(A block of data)
— start —

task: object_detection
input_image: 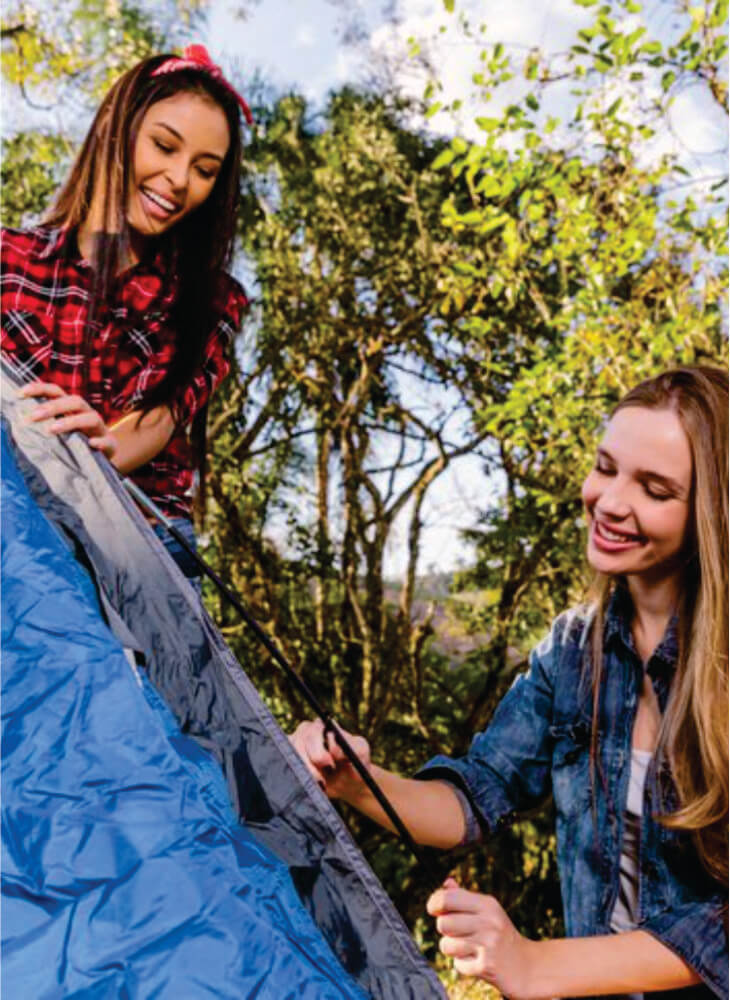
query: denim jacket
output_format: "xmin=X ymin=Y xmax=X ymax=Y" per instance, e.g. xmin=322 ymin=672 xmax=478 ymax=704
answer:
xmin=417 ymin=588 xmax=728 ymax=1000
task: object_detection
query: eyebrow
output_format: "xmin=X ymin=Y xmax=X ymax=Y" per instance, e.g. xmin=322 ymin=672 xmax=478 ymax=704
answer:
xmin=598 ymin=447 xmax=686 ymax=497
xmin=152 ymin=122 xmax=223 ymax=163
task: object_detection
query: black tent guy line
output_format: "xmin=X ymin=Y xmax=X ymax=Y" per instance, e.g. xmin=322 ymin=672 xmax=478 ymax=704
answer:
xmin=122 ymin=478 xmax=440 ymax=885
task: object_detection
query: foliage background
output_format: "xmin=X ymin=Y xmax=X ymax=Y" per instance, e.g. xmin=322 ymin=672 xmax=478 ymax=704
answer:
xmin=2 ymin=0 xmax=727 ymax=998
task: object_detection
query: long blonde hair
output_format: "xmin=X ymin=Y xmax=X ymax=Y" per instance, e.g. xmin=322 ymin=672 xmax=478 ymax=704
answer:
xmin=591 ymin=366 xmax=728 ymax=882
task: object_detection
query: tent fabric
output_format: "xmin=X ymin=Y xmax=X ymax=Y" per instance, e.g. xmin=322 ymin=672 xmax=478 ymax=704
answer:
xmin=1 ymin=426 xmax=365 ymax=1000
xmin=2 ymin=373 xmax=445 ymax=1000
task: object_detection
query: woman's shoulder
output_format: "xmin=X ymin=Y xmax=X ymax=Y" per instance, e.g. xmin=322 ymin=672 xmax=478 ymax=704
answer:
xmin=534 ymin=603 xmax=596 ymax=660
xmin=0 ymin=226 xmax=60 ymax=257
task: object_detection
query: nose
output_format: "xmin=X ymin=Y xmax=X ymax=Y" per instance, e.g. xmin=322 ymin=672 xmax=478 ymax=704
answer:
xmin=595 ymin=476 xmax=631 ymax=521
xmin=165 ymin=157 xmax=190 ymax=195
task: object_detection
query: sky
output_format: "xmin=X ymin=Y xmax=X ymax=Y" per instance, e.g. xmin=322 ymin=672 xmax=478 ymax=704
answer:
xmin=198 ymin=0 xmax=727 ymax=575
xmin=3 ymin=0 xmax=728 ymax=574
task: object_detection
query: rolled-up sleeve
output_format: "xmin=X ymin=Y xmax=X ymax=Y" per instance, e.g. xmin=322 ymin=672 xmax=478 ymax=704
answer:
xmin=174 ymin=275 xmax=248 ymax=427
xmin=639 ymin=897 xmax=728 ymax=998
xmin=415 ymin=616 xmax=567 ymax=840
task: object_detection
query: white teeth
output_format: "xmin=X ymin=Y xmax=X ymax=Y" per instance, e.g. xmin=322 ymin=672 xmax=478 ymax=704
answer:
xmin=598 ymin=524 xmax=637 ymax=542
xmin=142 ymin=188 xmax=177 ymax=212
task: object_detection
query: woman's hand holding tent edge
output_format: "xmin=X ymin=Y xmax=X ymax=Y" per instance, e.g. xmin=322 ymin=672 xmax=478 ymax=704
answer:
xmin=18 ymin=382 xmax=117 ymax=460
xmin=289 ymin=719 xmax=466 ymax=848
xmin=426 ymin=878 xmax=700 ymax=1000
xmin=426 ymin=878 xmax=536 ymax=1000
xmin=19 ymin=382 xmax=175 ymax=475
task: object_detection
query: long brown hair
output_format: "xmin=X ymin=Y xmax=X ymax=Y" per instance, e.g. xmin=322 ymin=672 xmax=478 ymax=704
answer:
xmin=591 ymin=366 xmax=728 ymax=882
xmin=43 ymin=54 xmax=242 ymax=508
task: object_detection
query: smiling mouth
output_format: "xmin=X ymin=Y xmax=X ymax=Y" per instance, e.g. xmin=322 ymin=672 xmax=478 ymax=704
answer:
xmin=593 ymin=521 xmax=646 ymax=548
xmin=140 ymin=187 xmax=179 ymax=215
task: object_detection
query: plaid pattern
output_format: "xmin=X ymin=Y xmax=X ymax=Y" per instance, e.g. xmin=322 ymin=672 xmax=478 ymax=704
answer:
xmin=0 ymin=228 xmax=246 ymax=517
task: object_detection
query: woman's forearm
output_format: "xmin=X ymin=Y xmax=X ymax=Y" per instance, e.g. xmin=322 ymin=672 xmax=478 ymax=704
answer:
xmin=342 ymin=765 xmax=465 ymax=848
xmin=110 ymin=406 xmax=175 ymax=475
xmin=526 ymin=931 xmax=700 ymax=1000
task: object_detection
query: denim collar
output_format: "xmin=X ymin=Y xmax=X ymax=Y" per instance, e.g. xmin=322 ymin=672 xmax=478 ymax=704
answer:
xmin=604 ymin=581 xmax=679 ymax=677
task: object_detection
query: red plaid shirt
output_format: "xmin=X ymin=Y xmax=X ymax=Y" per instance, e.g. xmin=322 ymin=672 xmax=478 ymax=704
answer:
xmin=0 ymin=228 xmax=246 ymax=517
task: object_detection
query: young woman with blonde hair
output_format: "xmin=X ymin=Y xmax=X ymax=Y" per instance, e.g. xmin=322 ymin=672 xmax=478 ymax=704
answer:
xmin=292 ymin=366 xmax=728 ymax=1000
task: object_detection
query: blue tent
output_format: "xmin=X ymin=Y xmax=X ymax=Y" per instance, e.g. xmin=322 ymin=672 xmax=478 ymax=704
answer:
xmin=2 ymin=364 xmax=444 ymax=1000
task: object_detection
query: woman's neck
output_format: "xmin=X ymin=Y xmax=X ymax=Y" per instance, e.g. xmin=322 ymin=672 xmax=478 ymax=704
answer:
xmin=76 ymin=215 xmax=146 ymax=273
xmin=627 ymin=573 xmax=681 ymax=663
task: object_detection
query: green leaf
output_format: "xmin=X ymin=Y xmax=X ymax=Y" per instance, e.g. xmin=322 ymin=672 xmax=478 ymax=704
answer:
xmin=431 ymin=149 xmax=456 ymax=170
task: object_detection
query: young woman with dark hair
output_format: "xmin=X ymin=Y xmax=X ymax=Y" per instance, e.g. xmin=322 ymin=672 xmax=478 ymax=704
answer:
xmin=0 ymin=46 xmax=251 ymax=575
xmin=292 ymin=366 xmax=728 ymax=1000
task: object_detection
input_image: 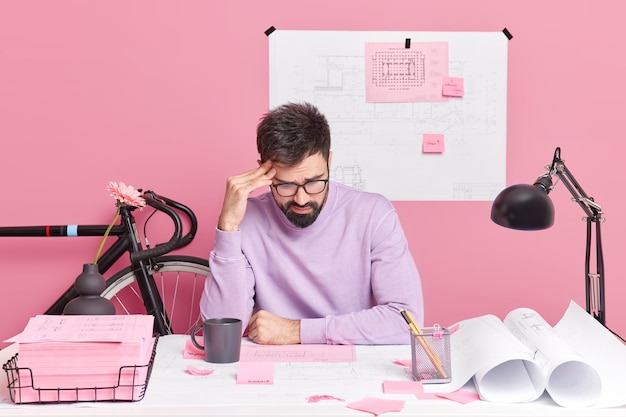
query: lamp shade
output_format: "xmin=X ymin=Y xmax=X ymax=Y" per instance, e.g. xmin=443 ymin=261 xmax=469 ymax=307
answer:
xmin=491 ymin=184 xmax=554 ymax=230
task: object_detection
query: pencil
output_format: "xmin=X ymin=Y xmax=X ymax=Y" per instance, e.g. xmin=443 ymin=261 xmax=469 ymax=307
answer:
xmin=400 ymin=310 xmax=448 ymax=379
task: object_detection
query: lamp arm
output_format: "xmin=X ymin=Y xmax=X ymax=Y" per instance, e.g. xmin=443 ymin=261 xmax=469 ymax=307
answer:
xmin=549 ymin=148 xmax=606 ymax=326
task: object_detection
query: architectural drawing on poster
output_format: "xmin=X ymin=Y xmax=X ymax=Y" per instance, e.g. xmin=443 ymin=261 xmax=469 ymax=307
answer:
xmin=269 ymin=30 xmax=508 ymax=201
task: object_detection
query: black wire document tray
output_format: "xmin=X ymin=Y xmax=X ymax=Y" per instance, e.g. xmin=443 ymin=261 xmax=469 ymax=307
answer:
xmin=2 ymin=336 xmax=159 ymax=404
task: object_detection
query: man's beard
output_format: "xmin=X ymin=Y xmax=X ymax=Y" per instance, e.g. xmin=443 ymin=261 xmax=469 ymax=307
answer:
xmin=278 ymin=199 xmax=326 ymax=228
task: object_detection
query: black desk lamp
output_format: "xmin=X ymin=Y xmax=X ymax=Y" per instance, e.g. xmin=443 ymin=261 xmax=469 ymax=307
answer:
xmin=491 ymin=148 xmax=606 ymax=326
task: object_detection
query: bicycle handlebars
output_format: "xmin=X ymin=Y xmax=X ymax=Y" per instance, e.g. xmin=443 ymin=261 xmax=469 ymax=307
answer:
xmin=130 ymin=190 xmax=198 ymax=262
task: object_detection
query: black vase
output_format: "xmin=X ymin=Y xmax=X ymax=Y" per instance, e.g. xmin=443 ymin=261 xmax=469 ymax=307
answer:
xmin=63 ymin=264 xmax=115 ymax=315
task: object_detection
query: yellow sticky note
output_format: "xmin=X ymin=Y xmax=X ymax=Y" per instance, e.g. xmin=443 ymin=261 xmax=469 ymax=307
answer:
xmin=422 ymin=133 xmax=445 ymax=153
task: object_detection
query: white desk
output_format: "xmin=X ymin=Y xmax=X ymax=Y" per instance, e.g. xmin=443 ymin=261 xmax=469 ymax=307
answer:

— end —

▸ TASK INSTRUCTIONS: Output each line from the start of the rows through the line that contains "xmin=165 ymin=157 xmax=190 ymax=195" as a string in a JSON list, skipping blank lines. Leave the pictures out.

▸ RESULT OF THE EXERCISE:
[
  "task: object_detection",
  "input_image: ",
  "query: denim jacket",
  "output_format: \"xmin=X ymin=Y xmax=X ymax=Y\" per instance, e.g. xmin=322 ymin=672 xmax=478 ymax=704",
  "answer:",
  "xmin=417 ymin=588 xmax=728 ymax=1000",
  "task: object_detection",
  "query: eyebrow",
  "output_format: \"xmin=X ymin=Y xmax=X ymax=Y\" per instance, e.g. xmin=322 ymin=672 xmax=478 ymax=704",
  "answer:",
  "xmin=598 ymin=447 xmax=686 ymax=497",
  "xmin=152 ymin=122 xmax=223 ymax=163",
  "task: object_detection",
  "query: black tent guy line",
  "output_format: \"xmin=X ymin=Y xmax=X ymax=Y\" per instance, e.g. xmin=322 ymin=672 xmax=478 ymax=704",
  "answer:",
  "xmin=122 ymin=478 xmax=440 ymax=885",
  "task: object_detection",
  "query: foliage background",
  "output_format: \"xmin=X ymin=Y xmax=X ymax=Y\" per instance, e.g. xmin=322 ymin=672 xmax=478 ymax=704",
  "answer:",
  "xmin=2 ymin=0 xmax=727 ymax=998",
  "task: object_detection",
  "query: long blonde hair",
  "output_format: \"xmin=X ymin=Y xmax=X ymax=Y\" per instance, e.g. xmin=322 ymin=672 xmax=478 ymax=704",
  "answer:",
  "xmin=591 ymin=366 xmax=728 ymax=882",
  "task: object_detection",
  "query: tent fabric",
  "output_format: \"xmin=X ymin=Y xmax=X ymax=Y\" per instance, e.g. xmin=322 ymin=672 xmax=478 ymax=704",
  "answer:",
  "xmin=1 ymin=426 xmax=365 ymax=1000",
  "xmin=2 ymin=373 xmax=445 ymax=1000",
  "task: object_detection",
  "query: woman's shoulder",
  "output_format: \"xmin=X ymin=Y xmax=X ymax=Y\" per instance, e.g. xmin=322 ymin=672 xmax=478 ymax=704",
  "answer:",
  "xmin=534 ymin=603 xmax=596 ymax=660",
  "xmin=0 ymin=226 xmax=60 ymax=257",
  "task: object_detection",
  "query: nose",
  "output_format: \"xmin=X ymin=Y xmax=X ymax=Y\" per instance, e.g. xmin=322 ymin=672 xmax=478 ymax=704",
  "answer:",
  "xmin=595 ymin=476 xmax=631 ymax=521",
  "xmin=165 ymin=157 xmax=190 ymax=195"
]